▶ AIM:
Copy each of the rows below word for word, keeping every line in its original order.

[Point labeling examples]
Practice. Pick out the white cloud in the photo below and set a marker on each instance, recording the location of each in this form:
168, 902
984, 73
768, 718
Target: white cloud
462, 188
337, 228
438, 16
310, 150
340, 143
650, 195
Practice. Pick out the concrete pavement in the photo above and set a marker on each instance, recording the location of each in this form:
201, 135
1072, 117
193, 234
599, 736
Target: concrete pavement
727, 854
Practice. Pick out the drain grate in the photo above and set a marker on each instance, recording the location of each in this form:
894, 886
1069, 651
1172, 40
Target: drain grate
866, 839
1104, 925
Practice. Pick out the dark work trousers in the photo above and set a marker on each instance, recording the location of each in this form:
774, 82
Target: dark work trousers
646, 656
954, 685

▶ ANSWER:
Practice. Pick out the white cloud in the photo below and set a marker on each instance, recording the location of each in this form:
168, 902
984, 73
768, 718
Target: white cloud
462, 188
337, 228
438, 16
310, 150
340, 143
650, 195
Practice. Pick out the concrete pavement in the photo above and set a marker on each instance, recording the location of each in this form:
201, 135
1072, 117
193, 234
599, 736
Target: concrete pavement
727, 854
Practice. Pick out the drain grate in the photo above and set a marker on each instance, recording the location of each in this form:
894, 886
1069, 651
1172, 40
Target: drain grate
866, 839
1104, 925
Practice. Pick out the dark work trousers in the photo above and set a marker on each instance, recording the location of each in this form:
774, 82
Target: dark work trousers
646, 656
954, 685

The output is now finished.